Text provided:
———

Here \(A_{20}\) is an integer consisting of 20 decimal digits. The equation \(\text{ Res }(G_1,G_2\), \(c_4)=0\) has two rational roots \(c_1=1/4\) and \(c_1=1/6\). Root \(c_1=1/6\) is a new root that is missing in (27) and (28). Its consideration leads to two new schemes FR22 and FR23, see Table 4.

The resultant \(\text{ Res }(G_1,G_2,c_3)\) is an irreducible polynomial of the 13th degree in two variables \(c_1\) and \(c_4\). The third resultant has the following form: \(\text{ Res }(G_1,G_2,c_1) =A_{72}c_4^2(8c_4^2-7c_4+2)^2(64c_4^3-40c_4^2+8c_4+1)[\mathcal{F}_{6}(c_4)]^2 \mathcal{F}_8(c_4)\times \) \(\mathcal{F}_{12}(c_3,c_4)\mathcal{F}_{125}(c_4)\). The root \(c_4=0\) of the equation \(\text{ Res }(G_1,G_2,c_1)=0\) has proved to be an extraneous root of the polynomial system (18).

The above two examples of using different sequences of seven indeterminates point to the following: if we want to find as many solutions of the original polynomial system as possible, then we must consider all permutations of the indeterminates. In the case of seven indeterminates, the number of permutations is equal to 7! = 5040. For each particular permutation, one needs to get three resultants based on the first two polynomials included in the Gröbner basis.

To do this, one first needs to get expressions for \(G_1\) and \(G_2\) and see which specific indeterminates and parameters they depend on. As a rule, \(G_1\) and \(G_2\) depend on two indeterminates and one variable selected as a parameter. Thus, we need to consider \(5040\cdot 3=15120\) resultants. The whole procedure could be implemented in the language of the Mathematica system. However, this requires considerable programming effort. Instead of such a complete analysis of all 5040 permutations, we considered the permutations \(P_j\) with the following numbers j: \(j = 8,16,24,32,40,48,56,64,72\), 80, 88, 96, 104, 1000, 2000, 3000, 4000, 5000. In Table 5, not all of these permutations are given, but only those that led to new solutions for the eight unknowns \(c_j,d_j\), \(j=1,\ldots ,4\). To obtain all permutations of seven elements, the Mathematica function Permutations[perm0] was used. Here perm0 is the initial permutation, we took \(perm0=\{d_1,d_2,d_3,d_4,c_2\), \(c_3,c_4\}\).

Table 5 contains a number of new solutions for the unknowns \(c_j\) and \(d_j\). We have at first considered six cases when \(c_j=0\), \(j=2,3,4\) or \(d_j=0\), \(j=1,2,3\). In all these cases, the polynomial system (18) proved to be incompatible.

———

Recorded information:
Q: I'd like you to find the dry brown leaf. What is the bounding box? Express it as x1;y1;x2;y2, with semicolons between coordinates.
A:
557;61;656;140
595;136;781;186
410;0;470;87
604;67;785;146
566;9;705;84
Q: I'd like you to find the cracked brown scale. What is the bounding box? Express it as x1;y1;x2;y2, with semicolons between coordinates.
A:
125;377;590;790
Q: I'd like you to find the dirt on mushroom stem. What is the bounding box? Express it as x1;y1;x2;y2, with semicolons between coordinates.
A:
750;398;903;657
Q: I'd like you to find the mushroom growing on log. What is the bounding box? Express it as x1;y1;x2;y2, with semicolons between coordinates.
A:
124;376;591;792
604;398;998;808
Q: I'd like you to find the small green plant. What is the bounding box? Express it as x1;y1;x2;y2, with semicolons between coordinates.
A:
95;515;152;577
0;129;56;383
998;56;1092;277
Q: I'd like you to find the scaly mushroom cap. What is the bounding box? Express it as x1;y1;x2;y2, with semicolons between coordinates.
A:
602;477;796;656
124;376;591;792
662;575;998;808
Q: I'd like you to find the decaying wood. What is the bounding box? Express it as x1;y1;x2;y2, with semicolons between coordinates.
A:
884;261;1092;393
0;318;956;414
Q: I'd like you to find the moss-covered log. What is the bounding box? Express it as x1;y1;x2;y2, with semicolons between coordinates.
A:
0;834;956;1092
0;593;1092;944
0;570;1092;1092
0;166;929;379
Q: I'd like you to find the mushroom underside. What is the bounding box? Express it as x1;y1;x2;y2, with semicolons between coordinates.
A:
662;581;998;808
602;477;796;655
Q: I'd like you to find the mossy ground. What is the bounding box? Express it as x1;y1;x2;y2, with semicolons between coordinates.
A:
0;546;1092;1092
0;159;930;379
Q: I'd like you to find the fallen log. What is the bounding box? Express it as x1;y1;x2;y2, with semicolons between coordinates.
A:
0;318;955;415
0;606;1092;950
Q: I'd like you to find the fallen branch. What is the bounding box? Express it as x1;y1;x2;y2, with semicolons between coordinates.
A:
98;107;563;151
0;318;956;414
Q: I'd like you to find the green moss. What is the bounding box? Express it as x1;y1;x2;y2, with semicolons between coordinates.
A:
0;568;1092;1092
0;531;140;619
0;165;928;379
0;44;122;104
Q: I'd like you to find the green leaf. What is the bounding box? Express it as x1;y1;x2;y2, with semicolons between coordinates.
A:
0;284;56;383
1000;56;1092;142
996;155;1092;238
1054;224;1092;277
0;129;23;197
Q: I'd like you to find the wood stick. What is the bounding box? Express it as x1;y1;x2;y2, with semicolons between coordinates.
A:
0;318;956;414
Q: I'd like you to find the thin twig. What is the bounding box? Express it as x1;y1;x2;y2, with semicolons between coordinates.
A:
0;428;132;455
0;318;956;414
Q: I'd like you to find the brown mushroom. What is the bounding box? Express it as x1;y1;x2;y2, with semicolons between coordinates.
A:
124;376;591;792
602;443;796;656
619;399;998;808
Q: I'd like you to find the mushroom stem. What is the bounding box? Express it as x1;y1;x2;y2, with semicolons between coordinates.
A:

———

Stated goal: Extend the passage on resultants and permutations of indeterminates, picking up after its final sentence.

Output below:
At \(c_3=1/2\), a triangular Gröbner basis \(\{G_1,\ldots ,G_7\}\) is obtained, where \(G_1=(1-3 c_4+6 c_4^2) (-1-24 c_4+48 c_4^2) (1-32 c_4+364 c_4^2-4000 c_4^3+10288 c_4^4-8064 c_4^5-29696 c_4^6+73728 c_4^7)\). The roots of the equation \(1-3 c_4+6 c_4^2=0\) are complex. The roots of the equation \(48 c_4^2-24 c_4-1=0\) are real: \((c_4)_{1,2}=\frac{1}{12}(3\pm 2\sqrt{3})\). This case was handled above, see the schemes FR3 and FR4. The equation \(1-32 c_4+364 c_4^2-4000 c_4^3+10288 c_4^4-8064 c_4^5-29696 c_4^6+73728 c_4^7=0\) has three real roots and two pairs of complex conjugate roots. Real roots lead to three new schemes FR24, FR25, and FR26.

At \(d_3=3/4\), a triangular Gröbner basis \(\{G_1,\ldots ,G_7\}\) is also obtained. The equation \(G_1=0\) has only two real roots. The corresponding new schemes are presented in Table 6 as the schemes FR27 and FR28.

So, above we considered only 18 permutations, or 3.57 % of 5040 permutations. Therefore, it is natural that considering all 5040 permutations will allow one to obtain several further new solutions to the system (18).

The Remaining Variables as Parameters. The cases when one of seven variables \(c_2,c_3,c_4,d_1,d_2,d_3,d_4\) is declared as a parameter were handled similarly to the above-considered case of the variable \(c_1\) as a parameter, see Table 7, 8, 10, 11, 12, 13, 14, 15, and 16. Table 17 shows the number of new schemes obtained at the consideration of each of the variables \(c_i,d_i\), \(i=1,\ldots ,4\) as a parameter.

Table 18 presents the orders of smallness of the residuals \(r_{\min }\) and \(r_{\max }\) for several new symplectic schemes of the Forest–Ruth family, which were obtained above. Naturally, in cases where the analytical expressions for \(c_i\) and \(d_i\), \(i=1,\ldots ,4\) are relatively simple, it is possible to check their correctness by substituting them into the original polynomial system without switching to machine floating-point numbers. If the solution found in the analytical form is correct, then all the equations of the polynomial system are exactly satisfied. Therefore, in these cases, the equalities \(r_{\min }=0\) and \(r_{\max }=0\) take place. Formally, the schemes FR3, FR4, FR7, FR8, FR9, and FR10 are the best in terms of the smallness of the residuals \(r_{\min }\) and \(r_{\max }\). However, they are far from optimal in terms of the smallness of the functionals \(P_{5,rms}^{(l)}\) and \(X_{5,rms}^{(l)}\), see Table 19.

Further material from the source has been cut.